PROVIDED TEXT:

Enduring Our Pain

October has been a busy month for clinicians, researchers, and commercial vendors involved with neuromodulation for chronic pain. Clinical societies, conference organizers, regulators, and funding organizations have all recognized the importance of developing alternatives to opioids for treating pain. Since we first sounded the alarm in this space five years ago [NBR Sep14 p2], the public has come to realize that the apparent cost benefit that pharmaceuticals had over device interventions was a cruel hoax at best. It’s only appropriate that journalist Sam Quinones’ book Dreamland, which chronicles the drug industry’s efforts to push opioids on physicians and patients, was selected by Goodreads as one of the top 10 true-crime books of all time.

At the Neuromodulation: The Science meeting in Napa, CA earlier this month, pain doctors and investigators explored the mechanisms of action behind neuromodulation therapies for treating chronic pain. A session devoted to commercialization of new pain therapies featured executives from Medtronic, Boston Scientific, and Nevro, who each gave their thoughts on promoting innovation in new devices.

At the Congress of Neurological Surgeons meeting in San Francisco, later this month, pain doctors rallied to the defense of SCS in a session with the unfortunate title “The Case Against Spinal Cord Stimulation.” But the society selected as its 2019 Pain Paper of the Year an article titled “Spinal Cord Stimulation for the Treatment of Chronic Pain Reduces Opioid Use and Results in Superior Clinical Outcomes When Used Without Opioids” published in Neurosurgery from a team at Albany Medical Center

At the annual meeting of the California Society of Interventional Pain Physicians in Lake Tahoe, CA—also this month—Lawrence Poree from UCSF presented results of the Evoke study of closed-loop SCS for treating chronic pain, which was named the top industry-ranked abstract at the meeting.

(Source data)
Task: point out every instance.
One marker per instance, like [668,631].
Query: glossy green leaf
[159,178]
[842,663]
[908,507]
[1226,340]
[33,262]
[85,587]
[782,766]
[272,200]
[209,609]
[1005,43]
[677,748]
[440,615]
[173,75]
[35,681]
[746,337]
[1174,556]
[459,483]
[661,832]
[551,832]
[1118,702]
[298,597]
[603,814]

WHAT THIS EXERCISE ASKS:
1) From the neuromodulation text, extract the passage that begins at the words "October has been" and ends after the words "of all time.".
2) Answer these questions from the neuromodulation text:
(a) In what city was the Neuromodulation: The Science meeting held?
(b) Which organization selected the 2019 Pain Paper of the Year?
(c) Who presented the results of the Evoke study?
This material was taken from a source separate from the neuromodulation text.

EXERCISE RESULTS:
1)
October has been a busy month for clinicians, researchers, and commercial vendors involved with neuromodulation for chronic pain. Clinical societies, conference organizers, regulators, and funding organizations have all recognized the importance of developing alternatives to opioids for treating pain. Since we first sounded the alarm in this space five years ago [NBR Sep14 p2], the public has come to realize that the apparent cost benefit that pharmaceuticals had over device interventions was a cruel hoax at best. It’s only appropriate that journalist Sam Quinones’ book Dreamland, which chronicles the drug industry’s efforts to push opioids on physicians and patients, was selected by Goodreads as one of the top 10 true-crime books of all time.

2)
(a) Napa, CA
(b) The Congress of Neurological Surgeons
(c) Lawrence Poree from UCSF